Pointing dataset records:
==*==

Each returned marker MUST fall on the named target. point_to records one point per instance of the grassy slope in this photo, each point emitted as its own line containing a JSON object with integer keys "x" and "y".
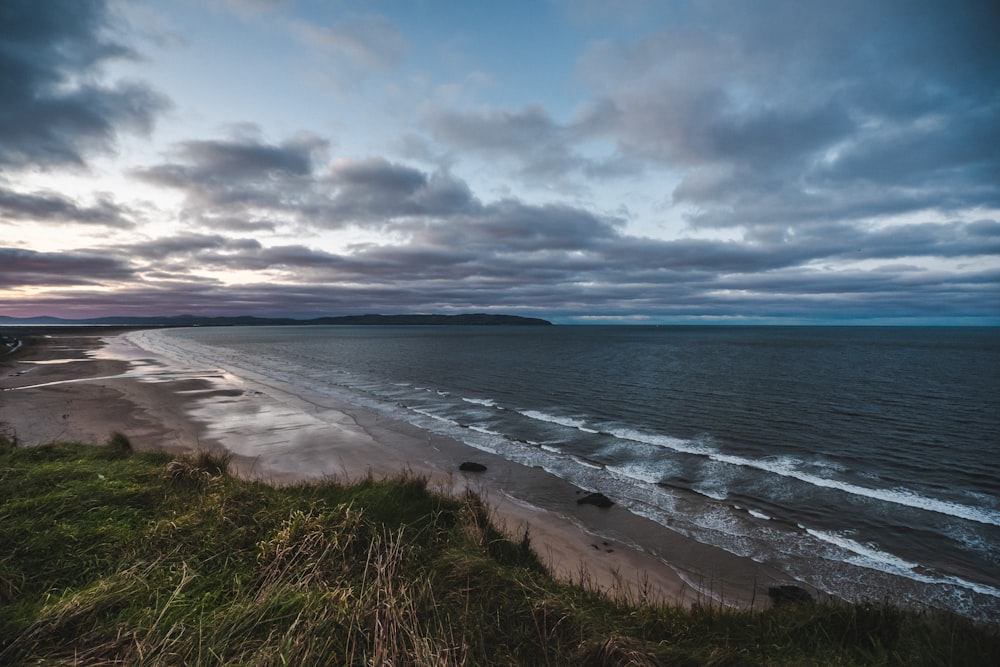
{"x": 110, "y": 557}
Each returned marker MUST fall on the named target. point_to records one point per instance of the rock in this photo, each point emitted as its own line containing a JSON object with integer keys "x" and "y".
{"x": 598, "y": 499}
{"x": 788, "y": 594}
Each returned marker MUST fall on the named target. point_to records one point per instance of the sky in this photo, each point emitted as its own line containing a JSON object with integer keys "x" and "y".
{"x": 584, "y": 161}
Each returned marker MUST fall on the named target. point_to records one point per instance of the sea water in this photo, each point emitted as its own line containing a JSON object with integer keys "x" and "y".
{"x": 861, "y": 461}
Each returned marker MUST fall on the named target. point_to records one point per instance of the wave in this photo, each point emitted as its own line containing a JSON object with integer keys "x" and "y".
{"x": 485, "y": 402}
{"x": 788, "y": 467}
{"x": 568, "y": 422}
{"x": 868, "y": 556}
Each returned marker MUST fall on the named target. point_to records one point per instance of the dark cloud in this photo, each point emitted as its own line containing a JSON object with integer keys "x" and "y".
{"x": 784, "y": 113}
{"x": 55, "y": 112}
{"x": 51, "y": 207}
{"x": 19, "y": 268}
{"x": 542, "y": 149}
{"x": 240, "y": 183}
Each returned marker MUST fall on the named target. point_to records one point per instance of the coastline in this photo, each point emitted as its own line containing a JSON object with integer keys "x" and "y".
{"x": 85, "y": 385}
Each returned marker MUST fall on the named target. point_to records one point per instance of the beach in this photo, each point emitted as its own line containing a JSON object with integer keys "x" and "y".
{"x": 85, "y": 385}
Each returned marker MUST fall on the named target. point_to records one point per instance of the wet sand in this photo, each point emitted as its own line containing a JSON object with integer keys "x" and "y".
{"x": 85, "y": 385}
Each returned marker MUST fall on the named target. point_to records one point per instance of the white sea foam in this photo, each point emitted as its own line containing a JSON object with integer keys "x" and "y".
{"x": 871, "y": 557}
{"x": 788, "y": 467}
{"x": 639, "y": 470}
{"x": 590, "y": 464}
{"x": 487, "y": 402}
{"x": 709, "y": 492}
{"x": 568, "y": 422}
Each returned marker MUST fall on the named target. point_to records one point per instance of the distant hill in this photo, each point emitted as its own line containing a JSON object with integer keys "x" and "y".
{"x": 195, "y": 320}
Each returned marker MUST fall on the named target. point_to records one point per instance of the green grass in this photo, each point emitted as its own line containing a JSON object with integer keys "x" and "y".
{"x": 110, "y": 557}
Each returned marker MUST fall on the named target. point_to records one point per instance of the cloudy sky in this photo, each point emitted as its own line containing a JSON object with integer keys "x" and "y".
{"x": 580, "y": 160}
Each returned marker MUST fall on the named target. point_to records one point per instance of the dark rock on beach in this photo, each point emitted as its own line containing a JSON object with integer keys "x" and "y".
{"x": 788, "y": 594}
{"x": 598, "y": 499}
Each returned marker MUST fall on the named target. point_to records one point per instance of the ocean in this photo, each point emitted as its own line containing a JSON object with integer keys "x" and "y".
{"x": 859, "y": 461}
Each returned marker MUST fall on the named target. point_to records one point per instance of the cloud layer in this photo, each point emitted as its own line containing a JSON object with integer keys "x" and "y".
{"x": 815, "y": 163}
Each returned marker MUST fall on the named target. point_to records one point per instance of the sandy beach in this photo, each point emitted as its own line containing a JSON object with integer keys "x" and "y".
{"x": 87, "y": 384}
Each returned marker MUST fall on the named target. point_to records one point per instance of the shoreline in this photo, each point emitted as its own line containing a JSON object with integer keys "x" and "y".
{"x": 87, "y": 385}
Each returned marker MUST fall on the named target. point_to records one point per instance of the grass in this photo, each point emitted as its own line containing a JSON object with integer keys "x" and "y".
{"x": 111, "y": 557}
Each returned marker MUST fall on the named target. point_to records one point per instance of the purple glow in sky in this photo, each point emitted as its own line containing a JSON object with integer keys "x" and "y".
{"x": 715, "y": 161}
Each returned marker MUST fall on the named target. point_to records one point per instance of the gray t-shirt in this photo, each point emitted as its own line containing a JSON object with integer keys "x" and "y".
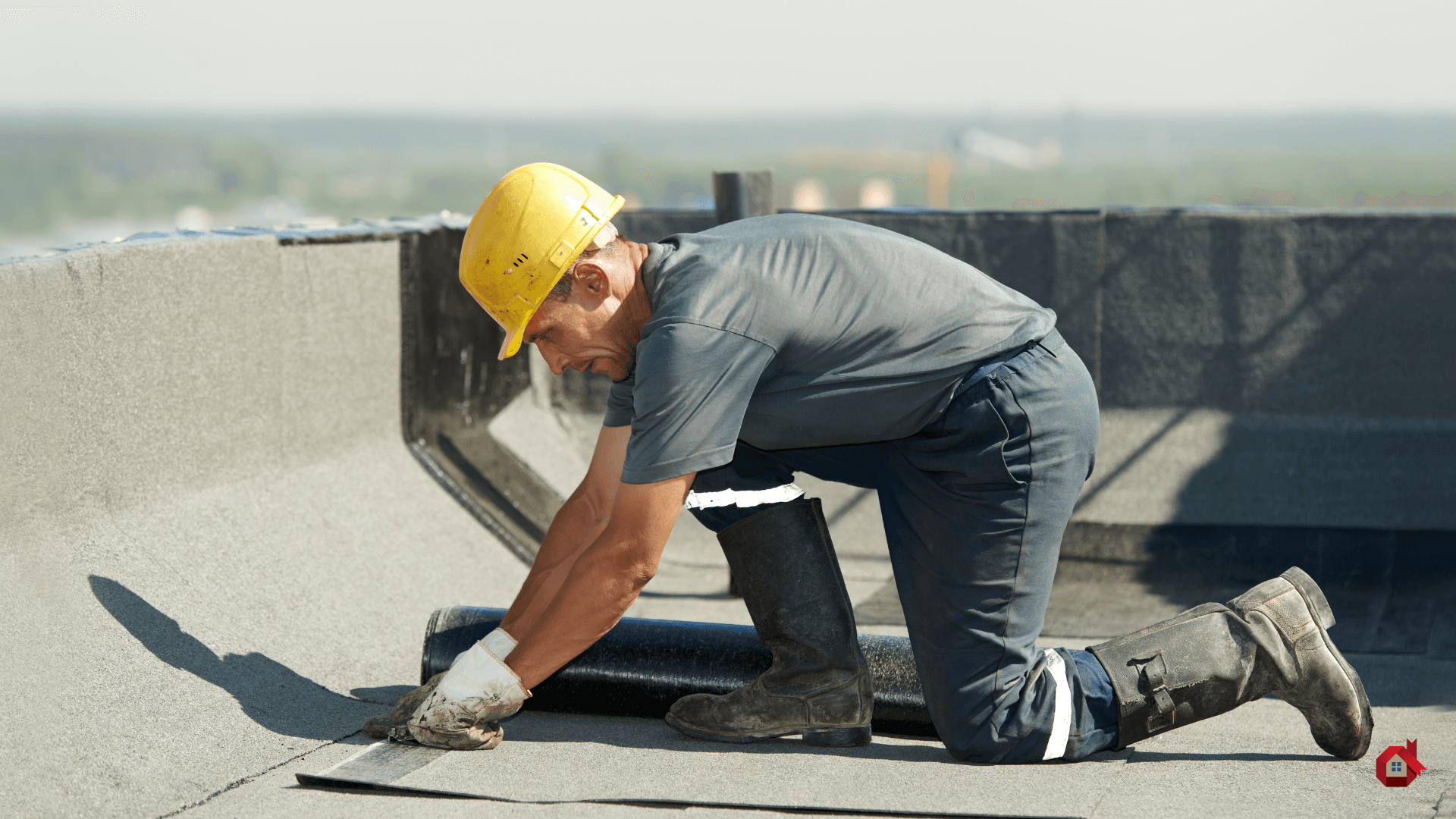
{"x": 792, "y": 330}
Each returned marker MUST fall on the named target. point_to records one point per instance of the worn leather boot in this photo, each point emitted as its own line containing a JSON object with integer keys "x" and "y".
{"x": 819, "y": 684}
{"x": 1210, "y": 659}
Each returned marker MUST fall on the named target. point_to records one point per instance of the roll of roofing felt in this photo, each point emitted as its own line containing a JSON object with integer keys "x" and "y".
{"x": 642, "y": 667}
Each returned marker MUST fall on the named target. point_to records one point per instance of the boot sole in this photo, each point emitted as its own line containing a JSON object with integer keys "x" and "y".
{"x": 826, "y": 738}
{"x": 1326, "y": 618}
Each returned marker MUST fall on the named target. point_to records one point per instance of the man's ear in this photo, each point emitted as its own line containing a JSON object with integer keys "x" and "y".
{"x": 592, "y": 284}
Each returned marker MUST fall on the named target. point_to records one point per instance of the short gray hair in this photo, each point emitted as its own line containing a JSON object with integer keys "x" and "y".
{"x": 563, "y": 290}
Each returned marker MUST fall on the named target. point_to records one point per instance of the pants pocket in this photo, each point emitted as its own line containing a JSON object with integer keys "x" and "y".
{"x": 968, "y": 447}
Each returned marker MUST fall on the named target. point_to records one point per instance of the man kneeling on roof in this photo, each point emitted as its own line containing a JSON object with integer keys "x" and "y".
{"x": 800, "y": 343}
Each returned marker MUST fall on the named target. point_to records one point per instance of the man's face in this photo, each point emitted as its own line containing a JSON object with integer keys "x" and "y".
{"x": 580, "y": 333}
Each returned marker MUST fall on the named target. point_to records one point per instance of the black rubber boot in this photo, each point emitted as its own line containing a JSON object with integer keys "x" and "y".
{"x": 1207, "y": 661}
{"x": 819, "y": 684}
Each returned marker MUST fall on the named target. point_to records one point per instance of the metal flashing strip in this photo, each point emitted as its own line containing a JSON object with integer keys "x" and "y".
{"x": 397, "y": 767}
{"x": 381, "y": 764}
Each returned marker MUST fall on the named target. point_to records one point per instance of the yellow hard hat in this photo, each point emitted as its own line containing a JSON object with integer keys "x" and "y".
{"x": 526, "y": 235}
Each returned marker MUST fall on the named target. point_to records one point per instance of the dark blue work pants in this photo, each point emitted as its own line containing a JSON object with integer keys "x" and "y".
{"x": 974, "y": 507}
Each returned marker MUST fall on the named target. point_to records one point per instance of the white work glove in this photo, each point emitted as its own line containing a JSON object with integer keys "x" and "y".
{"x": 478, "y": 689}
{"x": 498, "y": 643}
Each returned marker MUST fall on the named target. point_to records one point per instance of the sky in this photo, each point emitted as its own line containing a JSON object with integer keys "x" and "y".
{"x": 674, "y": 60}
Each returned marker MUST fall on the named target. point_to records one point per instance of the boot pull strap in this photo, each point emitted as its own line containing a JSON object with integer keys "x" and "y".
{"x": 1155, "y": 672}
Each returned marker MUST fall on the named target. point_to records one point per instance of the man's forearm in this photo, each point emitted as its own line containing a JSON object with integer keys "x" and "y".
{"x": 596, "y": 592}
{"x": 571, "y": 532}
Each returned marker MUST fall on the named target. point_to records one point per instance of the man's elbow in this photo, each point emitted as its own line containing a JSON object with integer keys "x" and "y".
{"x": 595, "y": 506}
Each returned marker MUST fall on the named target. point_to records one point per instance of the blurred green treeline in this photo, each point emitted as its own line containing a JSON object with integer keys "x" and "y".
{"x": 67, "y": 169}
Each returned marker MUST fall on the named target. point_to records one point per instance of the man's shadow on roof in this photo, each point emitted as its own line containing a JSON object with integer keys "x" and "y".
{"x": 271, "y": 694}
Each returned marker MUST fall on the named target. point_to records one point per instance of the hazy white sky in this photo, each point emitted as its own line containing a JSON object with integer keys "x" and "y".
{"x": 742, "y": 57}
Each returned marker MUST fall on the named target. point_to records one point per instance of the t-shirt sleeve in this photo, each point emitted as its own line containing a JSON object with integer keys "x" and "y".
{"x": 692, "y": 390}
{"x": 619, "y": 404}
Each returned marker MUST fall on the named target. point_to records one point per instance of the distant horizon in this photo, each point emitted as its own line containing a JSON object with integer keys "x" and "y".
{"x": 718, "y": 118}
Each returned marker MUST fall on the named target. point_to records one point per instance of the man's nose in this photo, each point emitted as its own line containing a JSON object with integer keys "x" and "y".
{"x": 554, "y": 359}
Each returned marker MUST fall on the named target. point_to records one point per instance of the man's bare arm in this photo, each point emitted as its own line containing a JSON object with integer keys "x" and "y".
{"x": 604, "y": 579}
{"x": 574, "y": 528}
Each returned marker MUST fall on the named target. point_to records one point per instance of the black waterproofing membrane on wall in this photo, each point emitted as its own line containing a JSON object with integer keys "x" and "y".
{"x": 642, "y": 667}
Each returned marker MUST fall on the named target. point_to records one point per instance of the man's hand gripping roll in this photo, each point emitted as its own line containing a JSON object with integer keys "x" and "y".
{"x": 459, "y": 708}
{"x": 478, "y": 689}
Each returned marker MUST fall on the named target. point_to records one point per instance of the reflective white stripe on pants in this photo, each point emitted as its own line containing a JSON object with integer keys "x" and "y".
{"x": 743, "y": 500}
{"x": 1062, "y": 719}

==*==

*Problem statement*: Restate word for word the lines from the one holding "of the hazy" to the end of the listing, both ends included, and nothing more.

*Written answer*:
Each returned marker MUST fall on the named target. point_to records one point per instance of the hazy white sky in this photo, each point emitted as its own line containing a JSON object with integer keys "x" and "y".
{"x": 742, "y": 57}
Each returned marker MUST fall on the named target. point_to records one point per instance of the t-shirt sleeve in this photo, each point emitted as its own line containing a JSON object with integer keys "x" and "y".
{"x": 692, "y": 390}
{"x": 619, "y": 404}
Each returned marker MUST fall on the named target. point_to records one point per instance of the distant horizon in this photo, each point emitted as its own line containing a JSON object with integer keys "x" and "y".
{"x": 718, "y": 118}
Each returned marker MUST fall on the named target. point_to records one point per instance of the man's nose in this photo, each point emitted as its own line containing a JSON object with integer keys "x" and "y".
{"x": 554, "y": 359}
Each returned marker MUST fall on the named target. point_to records one point per instance of the man's bare arm in this photo, each point emitted as its own line containing a JSON object with integer keys "x" and "y".
{"x": 604, "y": 579}
{"x": 574, "y": 528}
Each returned marker MUST fall on the named target. point_to records one point per instance of the black waterproofing membrane on wall in this photo, each point emitted as its own line containing a JSON object with integer keys "x" and "y".
{"x": 642, "y": 667}
Each returned marker MUST fall on the named target. point_to records one point per instance of the man's hand gripping roll in this photo, each point emitted as its own line containing a JSON object with integer keys "x" and "y".
{"x": 459, "y": 708}
{"x": 478, "y": 689}
Each returned marker MUST fall on the named target. point_to records one point per instance of the reflective white stripe on pants in this photo, each point emitted as its own line containing a JSON object with integer keys "x" and "y".
{"x": 743, "y": 500}
{"x": 1062, "y": 719}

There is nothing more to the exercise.